**TEXTE EXTRAIT**
######
Les deux pays ont convenu d'étendre la politique «Rester au Mexique » (officiellement connue sous le nom de Protocoles de protection des migrants) pour inclure Nuevo Laredo, une ville frontalière de l'État de Tamaulipas contrôlée par des groupes criminels. Les demandeurs d'asile à Nuevo Laredo sont constamment exposés aux vols, aux agressions, à l'extorsion, aux enlèvements et aux homicides.
Cette politique confine les personnes vulnérables dans des zones contrôlées par des organisations criminelles, qui considèrent les migrants comme de la marchandise et une source de revenus.
Renvoyer au Mexique des personnes qui demandent l'asile et les contraindre à rester à Nuevo Laredo est une politique inacceptable
Selon les données des patients de MSF recueillies entre janvier et mai cette année, plus de 45 % des 378 patients traités par MSF à Nuevo Laredo ont vécu au moins un épisode de violence dans la ville, alors qu'ils attendaient de franchir la frontière des États-Unis. Sur les 378 patients traités dans le cadre des programmes de santé mentale de MSF en 2019, 45 personnes (12 %) avaient été enlevées, dont 26 au cours des sept jours précédant leur consultation en santé mentale.
######
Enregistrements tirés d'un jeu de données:
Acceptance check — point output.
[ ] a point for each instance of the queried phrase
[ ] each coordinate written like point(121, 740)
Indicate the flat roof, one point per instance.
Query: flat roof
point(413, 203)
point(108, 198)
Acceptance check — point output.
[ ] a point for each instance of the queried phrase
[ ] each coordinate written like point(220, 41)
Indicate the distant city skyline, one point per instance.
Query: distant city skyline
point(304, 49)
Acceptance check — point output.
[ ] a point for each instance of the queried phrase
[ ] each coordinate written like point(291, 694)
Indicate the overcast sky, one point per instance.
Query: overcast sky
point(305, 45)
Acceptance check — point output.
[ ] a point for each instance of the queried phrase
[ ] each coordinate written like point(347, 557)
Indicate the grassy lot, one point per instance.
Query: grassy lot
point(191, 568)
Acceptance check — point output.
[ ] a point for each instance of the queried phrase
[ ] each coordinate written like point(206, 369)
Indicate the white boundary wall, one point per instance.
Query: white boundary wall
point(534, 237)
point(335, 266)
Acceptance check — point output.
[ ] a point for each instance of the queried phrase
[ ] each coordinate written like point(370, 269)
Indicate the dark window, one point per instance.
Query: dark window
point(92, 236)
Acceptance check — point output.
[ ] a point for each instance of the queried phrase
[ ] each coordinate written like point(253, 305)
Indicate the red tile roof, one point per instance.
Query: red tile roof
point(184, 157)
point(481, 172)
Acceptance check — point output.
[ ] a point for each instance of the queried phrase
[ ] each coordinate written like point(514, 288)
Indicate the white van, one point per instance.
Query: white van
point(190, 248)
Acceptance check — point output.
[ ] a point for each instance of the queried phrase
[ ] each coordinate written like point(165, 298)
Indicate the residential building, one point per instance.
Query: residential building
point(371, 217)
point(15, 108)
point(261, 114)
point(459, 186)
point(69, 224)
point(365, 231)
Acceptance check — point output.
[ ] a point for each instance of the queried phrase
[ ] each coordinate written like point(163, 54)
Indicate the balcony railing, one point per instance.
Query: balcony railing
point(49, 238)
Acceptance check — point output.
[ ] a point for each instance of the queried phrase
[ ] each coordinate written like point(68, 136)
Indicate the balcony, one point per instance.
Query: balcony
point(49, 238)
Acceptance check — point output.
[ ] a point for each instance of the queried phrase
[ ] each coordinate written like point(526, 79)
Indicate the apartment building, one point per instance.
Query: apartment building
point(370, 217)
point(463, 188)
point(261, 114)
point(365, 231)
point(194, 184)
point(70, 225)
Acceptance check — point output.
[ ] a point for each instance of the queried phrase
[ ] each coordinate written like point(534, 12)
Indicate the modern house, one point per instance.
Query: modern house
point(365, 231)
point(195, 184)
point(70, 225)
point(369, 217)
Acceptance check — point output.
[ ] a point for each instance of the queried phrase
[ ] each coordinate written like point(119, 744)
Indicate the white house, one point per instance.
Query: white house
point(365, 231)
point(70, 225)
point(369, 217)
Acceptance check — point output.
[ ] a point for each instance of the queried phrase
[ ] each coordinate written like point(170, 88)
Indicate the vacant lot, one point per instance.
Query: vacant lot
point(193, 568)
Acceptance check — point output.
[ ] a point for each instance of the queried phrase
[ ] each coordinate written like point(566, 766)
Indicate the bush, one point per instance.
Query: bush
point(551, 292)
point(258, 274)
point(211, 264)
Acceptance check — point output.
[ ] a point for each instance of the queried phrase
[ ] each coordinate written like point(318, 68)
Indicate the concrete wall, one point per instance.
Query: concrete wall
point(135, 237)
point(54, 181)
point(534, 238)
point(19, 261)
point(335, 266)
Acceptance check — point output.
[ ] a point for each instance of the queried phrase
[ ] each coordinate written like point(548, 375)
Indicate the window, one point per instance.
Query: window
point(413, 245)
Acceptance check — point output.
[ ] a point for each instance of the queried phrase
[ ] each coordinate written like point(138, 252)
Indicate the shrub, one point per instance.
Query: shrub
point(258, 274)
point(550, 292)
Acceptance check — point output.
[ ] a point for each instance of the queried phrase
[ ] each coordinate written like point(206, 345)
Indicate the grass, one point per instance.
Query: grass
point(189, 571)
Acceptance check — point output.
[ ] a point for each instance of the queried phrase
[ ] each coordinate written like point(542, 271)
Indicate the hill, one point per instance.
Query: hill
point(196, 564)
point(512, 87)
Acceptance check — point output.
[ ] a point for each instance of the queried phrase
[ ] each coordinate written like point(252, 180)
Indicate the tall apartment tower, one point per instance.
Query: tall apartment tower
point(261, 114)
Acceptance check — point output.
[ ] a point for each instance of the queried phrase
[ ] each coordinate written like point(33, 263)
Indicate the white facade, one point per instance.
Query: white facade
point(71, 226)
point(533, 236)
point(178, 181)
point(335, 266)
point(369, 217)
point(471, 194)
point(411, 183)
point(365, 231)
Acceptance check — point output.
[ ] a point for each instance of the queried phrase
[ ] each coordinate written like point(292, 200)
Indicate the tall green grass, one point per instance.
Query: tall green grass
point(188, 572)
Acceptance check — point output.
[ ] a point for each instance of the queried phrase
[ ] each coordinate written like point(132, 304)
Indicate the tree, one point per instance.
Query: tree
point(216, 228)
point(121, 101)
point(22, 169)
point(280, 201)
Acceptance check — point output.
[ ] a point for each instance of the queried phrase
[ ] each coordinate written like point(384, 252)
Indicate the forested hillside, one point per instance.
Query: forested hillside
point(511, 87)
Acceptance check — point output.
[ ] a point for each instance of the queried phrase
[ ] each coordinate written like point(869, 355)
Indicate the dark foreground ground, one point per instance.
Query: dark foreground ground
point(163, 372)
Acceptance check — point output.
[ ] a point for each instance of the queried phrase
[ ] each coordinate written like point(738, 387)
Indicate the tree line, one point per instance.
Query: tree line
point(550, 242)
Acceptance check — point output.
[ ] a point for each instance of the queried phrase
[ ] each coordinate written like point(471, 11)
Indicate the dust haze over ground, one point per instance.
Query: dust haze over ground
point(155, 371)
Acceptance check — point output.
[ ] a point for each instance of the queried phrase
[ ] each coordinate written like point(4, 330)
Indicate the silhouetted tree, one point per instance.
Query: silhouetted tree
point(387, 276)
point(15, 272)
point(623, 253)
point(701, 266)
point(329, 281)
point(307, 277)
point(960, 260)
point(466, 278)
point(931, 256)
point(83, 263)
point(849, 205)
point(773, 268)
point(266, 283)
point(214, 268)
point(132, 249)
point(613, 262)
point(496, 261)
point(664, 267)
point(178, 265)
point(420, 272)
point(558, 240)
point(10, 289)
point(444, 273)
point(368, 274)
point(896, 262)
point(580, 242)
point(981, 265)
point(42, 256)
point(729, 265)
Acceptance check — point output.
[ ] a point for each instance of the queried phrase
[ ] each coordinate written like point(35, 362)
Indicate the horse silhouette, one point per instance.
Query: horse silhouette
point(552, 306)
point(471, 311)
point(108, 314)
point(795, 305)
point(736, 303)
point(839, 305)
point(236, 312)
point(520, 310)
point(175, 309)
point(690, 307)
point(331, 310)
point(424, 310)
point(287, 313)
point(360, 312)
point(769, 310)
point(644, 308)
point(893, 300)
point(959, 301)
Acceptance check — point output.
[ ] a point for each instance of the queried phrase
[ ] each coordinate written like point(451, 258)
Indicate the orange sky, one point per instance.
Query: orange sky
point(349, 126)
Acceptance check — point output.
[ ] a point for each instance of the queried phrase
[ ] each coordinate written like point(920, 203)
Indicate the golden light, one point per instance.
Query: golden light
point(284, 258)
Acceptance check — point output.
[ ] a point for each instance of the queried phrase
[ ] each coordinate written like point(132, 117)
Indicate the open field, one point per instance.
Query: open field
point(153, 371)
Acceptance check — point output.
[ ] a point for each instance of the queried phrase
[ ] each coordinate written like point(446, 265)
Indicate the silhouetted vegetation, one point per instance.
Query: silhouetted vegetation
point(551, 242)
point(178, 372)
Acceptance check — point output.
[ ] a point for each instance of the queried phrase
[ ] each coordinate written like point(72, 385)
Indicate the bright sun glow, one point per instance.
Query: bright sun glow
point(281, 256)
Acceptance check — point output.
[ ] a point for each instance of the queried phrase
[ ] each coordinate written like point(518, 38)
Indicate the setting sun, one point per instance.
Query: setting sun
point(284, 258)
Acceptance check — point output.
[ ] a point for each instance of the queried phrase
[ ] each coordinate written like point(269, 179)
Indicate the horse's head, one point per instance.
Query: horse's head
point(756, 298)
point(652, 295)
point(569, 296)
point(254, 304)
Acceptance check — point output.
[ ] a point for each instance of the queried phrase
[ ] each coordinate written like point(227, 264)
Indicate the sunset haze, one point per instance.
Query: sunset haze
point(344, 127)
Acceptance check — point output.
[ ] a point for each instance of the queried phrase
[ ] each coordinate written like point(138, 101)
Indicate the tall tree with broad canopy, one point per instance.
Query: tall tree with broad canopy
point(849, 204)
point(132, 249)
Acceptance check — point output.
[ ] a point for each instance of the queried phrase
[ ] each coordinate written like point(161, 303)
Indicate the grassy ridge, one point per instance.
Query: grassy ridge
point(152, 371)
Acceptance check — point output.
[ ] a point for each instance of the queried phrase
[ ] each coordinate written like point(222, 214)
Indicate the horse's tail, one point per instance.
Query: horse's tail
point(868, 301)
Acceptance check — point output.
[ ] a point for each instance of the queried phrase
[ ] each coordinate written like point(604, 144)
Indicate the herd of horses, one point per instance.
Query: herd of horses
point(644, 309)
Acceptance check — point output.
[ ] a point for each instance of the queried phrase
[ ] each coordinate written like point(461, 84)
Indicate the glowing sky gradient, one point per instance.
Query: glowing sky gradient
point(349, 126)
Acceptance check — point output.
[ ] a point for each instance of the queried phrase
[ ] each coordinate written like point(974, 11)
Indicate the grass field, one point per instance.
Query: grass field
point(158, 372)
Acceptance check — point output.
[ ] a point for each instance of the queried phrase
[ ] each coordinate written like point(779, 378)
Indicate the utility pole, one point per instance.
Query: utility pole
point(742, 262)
######
**SÉRIE DE TÂCHES**
• a. Relevez, dans le texte sur la politique « Rester au Mexique », toutes les formes de violence auxquelles les demandeurs d'asile de Nuevo Laredo sont constamment exposés.
• b. Répondez brièvement à ces questions sur le texte sur la politique « Rester au Mexique » :
(i) Sous quel nom officiel la politique « Rester au Mexique » est-elle connue ?
(ii) Dans quel État se trouve Nuevo Laredo ?
(iii) Parmi les patients enlevés, combien l'avaient été au cours des sept jours précédant leur consultation en santé mentale ?
• c. Réécrivez sous forme de liste le paragraphe du texte sur la politique « Rester au Mexique » qui commence par « Les deux pays ont convenu », en conservant ses faits principaux.

**RÉSULTATS PAR TÂCHE**
• a.
- vols
- agressions
- extorsion
- enlèvements
- homicides

• b.
(i) Protocoles de protection des migrants
(ii) Tamaulipas
(iii) 26

• c.
- Les deux pays ont convenu d'étendre la politique « Rester au Mexique », officiellement appelée Protocoles de protection des migrants, à Nuevo Laredo.
- Nuevo Laredo est une ville frontalière de l'État de Tamaulipas, contrôlée par des groupes criminels.
- Les demandeurs d'asile y sont constamment exposés aux vols, aux agressions, à l'extorsion, aux enlèvements et aux homicides.